作業内容
1. ハイブランドの試着を題材とした文章のうち、「恐ろしかったのは、細身のストレッチパンツがひざで止まってしまったときだ。」から「この無神経め、とやんわり断る。」までを、末尾の語句も含めて一字一句違えずに書き写してください。
2. ハイブランドの試着を題材とした文章の最後の一文に続けて、その先を書いてください。

提供テキスト
____________________

ブランド品を身につけなくなって、しばらく経つ。
といっても、時計やシルバーアクセサリーの類は別だが。
ここでいうブランド品は、女性ならではのハイブランドのこと。
ちなみに、私がブランド品を避けているわけではない。
あちらが私を避けているのだ。
例えばシャツやニットを試着したとき、危うく脱げなくなる。
バストが巨乳だからではない、チェストが巨乳なのだ。
それに加えて肩回りや背中が分厚いため、私の身長からするとМサイズのはずが、袖を通してしまうとピッタリすぎて脱げなくなる。
その結果、店員に助けを求め、衣服を伸ばさないように脱がせてもらうことになる。
パンツ類も同じだ。
とくに尻と太ももが立体的な私は、パンツを上げる際、最後まで上がりきらない恐れがある。
恐ろしかったのは、細身のストレッチパンツがひざで止まってしまったときだ。
これはつまり、そのブランドを選ぶ女性の大半の太ももが、私のふくらはぎと同じ太さだということを暗に示している。
言い換えると、ハイブランドが私を拒絶している。
ああいう店の試着で一番やっかいなのは、試着室の外で店員が待ち構えていることだ。
「いかがですか〜?」
いらん心配をしてくれる。
「あ、いい感じです」
と必然的に言わされるわけだが、ツワモノともなるとその先がある。
「大きな鏡でもご覧ください~」
この強制的な指示たるや。
パンツが上がり切らずジッパーがブイの字に全開となっているにもかかわらず、外へ出てこいだと?
「あ、大丈夫ですぅ」
この無神経め、とやんわり断る。
すると、
「お似合いだと思いますから、ぜひこちらで見せてくださ〜い」
キ、キサマ・・・。
ちなみに無理やり履いたパンツを脱ごうとすると、真っすぐ下ろしたところで脱げない。
私の足に食い込まんばかりにパンツが貼りついているため、バナナの皮をむくように、パンツを裏返しにして脱ぐしかないのだ。
最後はかかとに引っかかり、そのままきれいに裏返しとなってパンツが私から離脱。
その点、ユニクロは優しいーー
*
ティファニー銀座三越店での出来事。

____________________

提供資料
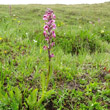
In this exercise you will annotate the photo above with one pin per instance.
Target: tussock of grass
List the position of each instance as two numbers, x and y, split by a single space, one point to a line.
81 66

____________________

最終結果
1.
恐ろしかったのは、細身のストレッチパンツがひざで止まってしまったときだ。
これはつまり、そのブランドを選ぶ女性の大半の太ももが、私のふくらはぎと同じ太さだということを暗に示している。
言い換えると、ハイブランドが私を拒絶している。
ああいう店の試着で一番やっかいなのは、試着室の外で店員が待ち構えていることだ。
「いかがですか〜?」
いらん心配をしてくれる。
「あ、いい感じです」
と必然的に言わされるわけだが、ツワモノともなるとその先がある。
「大きな鏡でもご覧ください~」
この強制的な指示たるや。
パンツが上がり切らずジッパーがブイの字に全開となっているにもかかわらず、外へ出てこいだと?
「あ、大丈夫ですぅ」
この無神経め、とやんわり断る。

2.
5年ほど前に購入したお気に入りの一粒ダイヤのネックレスがあり、その長さを調整してもらうため、店舗を訪れた。
ティファニーと言えば女性の憧れのブランドであり、男性からしても「ティファニー贈っとけば安牌(アンパイ)」と、定評のあるジュエリーブランド。
店員の教育も行き届いており、常に笑顔で所作の一つ一つが優雅で美しい。
「いらっしゃいませ」
美人な店員に声をかけられる。
「ネックレスを短くしたいのですが」
首に付けたネックレスを触りながら私は言う。
「どうぞ、こちらへ」
言いながらサッと椅子を引き、そこへ座らされる。
店員は、立派な鏡を目の前に置くと私の背後へ回り、ネックレスをつまんで長さを決める。
「チョーカーほど短かくなくていいんだけど、Tシャツからでも見えるくらいにしたいです」
私は希望の長さを伝える。
「それでしたら、このくらいはいかがでしょう?」
長さにして20ミリ強をカットするくらい。
「いいですね、それで」
私はすんなり、その長さに同意した。
白い歯をチラッと見せ軽くうなずく店員は、トレーにネックレスを寝かせながら会話を続ける。
「お客さま、格闘技か何かされているんですか?」
まぁね、と言いかけてハッとなる。
私はここへ来て一言も、格闘技どころかスポーツについての会話はしていない。
なのになぜ、どこを見てそう思ったのだろうか。
「どうしてそう思ったの?」
単刀直入に質問し返す。
すると店員は一瞬「しまった」という顔をし、慌てふためきながらこう取り繕った。
「あ、その、お首が立派でしたので・・」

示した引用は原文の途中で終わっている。